== Prompt ==
Can you render the data below as a numbered list, leaving out any blank lines?

Stored data entries
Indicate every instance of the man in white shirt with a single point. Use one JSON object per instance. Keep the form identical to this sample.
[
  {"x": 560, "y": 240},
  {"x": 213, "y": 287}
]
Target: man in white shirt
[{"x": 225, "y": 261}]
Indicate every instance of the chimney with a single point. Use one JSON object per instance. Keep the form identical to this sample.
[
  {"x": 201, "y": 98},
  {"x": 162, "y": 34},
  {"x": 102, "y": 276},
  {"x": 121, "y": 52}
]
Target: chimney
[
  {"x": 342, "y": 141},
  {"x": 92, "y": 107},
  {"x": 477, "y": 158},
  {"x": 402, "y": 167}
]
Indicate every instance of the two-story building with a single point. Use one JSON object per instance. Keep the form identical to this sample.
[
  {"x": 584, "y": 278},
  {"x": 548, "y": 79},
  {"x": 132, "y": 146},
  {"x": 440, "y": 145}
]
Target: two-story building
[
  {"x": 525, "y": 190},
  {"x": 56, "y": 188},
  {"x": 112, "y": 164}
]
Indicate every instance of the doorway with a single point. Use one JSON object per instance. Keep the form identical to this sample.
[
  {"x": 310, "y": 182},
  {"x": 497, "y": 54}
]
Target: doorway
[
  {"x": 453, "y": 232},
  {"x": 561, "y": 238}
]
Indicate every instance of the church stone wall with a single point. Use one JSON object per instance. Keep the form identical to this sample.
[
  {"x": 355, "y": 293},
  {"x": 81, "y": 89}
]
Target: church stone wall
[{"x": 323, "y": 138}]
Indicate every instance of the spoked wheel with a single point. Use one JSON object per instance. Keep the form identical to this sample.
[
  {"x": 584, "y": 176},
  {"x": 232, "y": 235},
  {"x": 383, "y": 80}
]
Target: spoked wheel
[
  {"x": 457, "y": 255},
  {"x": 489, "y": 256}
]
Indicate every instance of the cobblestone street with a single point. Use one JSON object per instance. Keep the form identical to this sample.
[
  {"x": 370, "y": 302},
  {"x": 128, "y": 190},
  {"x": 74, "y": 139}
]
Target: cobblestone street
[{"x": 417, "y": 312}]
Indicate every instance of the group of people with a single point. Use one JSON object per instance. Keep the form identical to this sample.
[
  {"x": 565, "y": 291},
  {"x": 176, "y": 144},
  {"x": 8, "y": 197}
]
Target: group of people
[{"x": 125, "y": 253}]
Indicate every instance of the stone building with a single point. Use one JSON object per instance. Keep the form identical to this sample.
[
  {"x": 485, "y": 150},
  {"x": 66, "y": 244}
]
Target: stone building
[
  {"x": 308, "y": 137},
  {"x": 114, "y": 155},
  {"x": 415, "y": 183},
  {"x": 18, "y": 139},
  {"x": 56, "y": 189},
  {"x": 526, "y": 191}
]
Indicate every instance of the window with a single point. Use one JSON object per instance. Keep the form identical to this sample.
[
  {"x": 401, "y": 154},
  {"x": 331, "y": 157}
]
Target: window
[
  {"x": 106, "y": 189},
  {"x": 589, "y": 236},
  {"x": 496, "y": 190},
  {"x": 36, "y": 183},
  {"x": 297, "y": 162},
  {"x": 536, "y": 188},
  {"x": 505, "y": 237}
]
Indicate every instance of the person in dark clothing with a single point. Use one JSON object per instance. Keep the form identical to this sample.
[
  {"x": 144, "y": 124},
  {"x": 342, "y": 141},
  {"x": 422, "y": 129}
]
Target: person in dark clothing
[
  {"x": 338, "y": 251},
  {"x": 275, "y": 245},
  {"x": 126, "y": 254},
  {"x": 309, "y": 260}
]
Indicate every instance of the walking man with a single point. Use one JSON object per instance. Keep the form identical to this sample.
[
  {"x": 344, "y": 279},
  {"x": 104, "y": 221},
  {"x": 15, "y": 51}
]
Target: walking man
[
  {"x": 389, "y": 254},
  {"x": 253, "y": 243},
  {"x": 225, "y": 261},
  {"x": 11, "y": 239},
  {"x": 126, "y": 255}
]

== Result of the task ==
1. Indicate every instance of the man in white shirt with a single point. Use one JSON object per instance. Keep the form identical to this sample.
2. [
3.   {"x": 560, "y": 240},
4.   {"x": 213, "y": 287}
5. ]
6. Target: man in white shirt
7. [{"x": 225, "y": 261}]
8. Indicate every instance of the chimney with a single point. Use one JSON object per instance. Keep the form identical to this sample.
9. [
10.   {"x": 201, "y": 98},
11.   {"x": 162, "y": 34},
12.   {"x": 102, "y": 276},
13.   {"x": 121, "y": 52}
14. ]
15. Target: chimney
16. [
17.   {"x": 342, "y": 141},
18.   {"x": 92, "y": 107},
19.   {"x": 477, "y": 158},
20.   {"x": 402, "y": 167}
21. ]
22. Indicate every instance of the two-story building with a single point. Use one JSON object per instance. Keep the form identical to this sample.
23. [
24.   {"x": 584, "y": 278},
25.   {"x": 548, "y": 79},
26.   {"x": 132, "y": 146},
27.   {"x": 440, "y": 145}
28. ]
29. Target: two-story building
30. [
31.   {"x": 525, "y": 190},
32.   {"x": 56, "y": 188},
33.   {"x": 112, "y": 164}
34. ]
35. Indicate every instance of the doorway with a single point. Use one JSON object per instance. Keep the form identical to this sample.
36. [
37.   {"x": 310, "y": 182},
38.   {"x": 497, "y": 54}
39. ]
40. Target: doorway
41. [
42.   {"x": 453, "y": 232},
43.   {"x": 561, "y": 238}
44. ]
45. Indicate every instance of the church stone wall with a single point. Use one JSON object per instance. Keep the form identical to this sample.
46. [
47.   {"x": 355, "y": 293},
48.   {"x": 81, "y": 89}
49. ]
50. Target: church stone wall
51. [{"x": 323, "y": 138}]
52. Indicate every instance of the spoked wheel with a single point. Use one JSON object per instance. Keep the form identical to this sample.
53. [
54.   {"x": 584, "y": 176},
55.   {"x": 232, "y": 235},
56.   {"x": 383, "y": 80}
57. ]
58. Target: spoked wheel
59. [
60.   {"x": 457, "y": 255},
61.   {"x": 489, "y": 256}
62. ]
63. Indicate every instance of the cobblestone street with a single point. Use one JSON object per instance. Keep the form identical to this sample.
64. [
65.   {"x": 370, "y": 302},
66.   {"x": 128, "y": 190},
67.   {"x": 74, "y": 139}
68. ]
69. Target: cobblestone street
70. [{"x": 417, "y": 312}]
71. Indicate every instance of the group of people with a single point. Use one JSON object per instance. Keep the form identical to this sample.
72. [
73.   {"x": 565, "y": 291},
74.   {"x": 176, "y": 144},
75.   {"x": 8, "y": 197}
76. ]
77. Target: group of people
78. [{"x": 125, "y": 253}]
79. Indicate every instance of the stone building with a single point. Use one JSON object per instance. Keep the form identical to this sample.
80. [
81.   {"x": 485, "y": 150},
82.   {"x": 66, "y": 244}
83. ]
84. Target: stone building
85. [
86.   {"x": 308, "y": 137},
87.   {"x": 114, "y": 155},
88.   {"x": 415, "y": 183},
89.   {"x": 18, "y": 139},
90.   {"x": 56, "y": 189},
91.   {"x": 526, "y": 191}
92. ]
93. Indicate every instance of the window with a single point. Use one JSON object per instance. Keep the form identical to this sample.
94. [
95.   {"x": 401, "y": 154},
96.   {"x": 331, "y": 157}
97. ]
98. Target: window
99. [
100.   {"x": 106, "y": 189},
101.   {"x": 589, "y": 236},
102.   {"x": 496, "y": 190},
103.   {"x": 36, "y": 183},
104.   {"x": 297, "y": 162},
105.   {"x": 536, "y": 188},
106.   {"x": 505, "y": 237}
107. ]
108. Indicate every instance of the person in dark clothing with a single point. Use one JSON object per instance. Keep the form identical to this sample.
109. [
110.   {"x": 144, "y": 124},
111.   {"x": 342, "y": 141},
112.   {"x": 422, "y": 129}
113. ]
114. Target: person in dark clothing
115. [
116.   {"x": 338, "y": 251},
117.   {"x": 275, "y": 245},
118.   {"x": 126, "y": 254},
119.   {"x": 309, "y": 260}
120. ]
121. Indicate every instance of the walking man with a single point. Use one JSON object per instance. Keep the form identical to this sample.
122. [
123.   {"x": 344, "y": 279},
124.   {"x": 104, "y": 221},
125.   {"x": 15, "y": 51}
126. ]
127. Target: walking man
128. [
129.   {"x": 389, "y": 254},
130.   {"x": 253, "y": 243},
131.   {"x": 225, "y": 261},
132.   {"x": 11, "y": 239},
133.   {"x": 126, "y": 255}
134. ]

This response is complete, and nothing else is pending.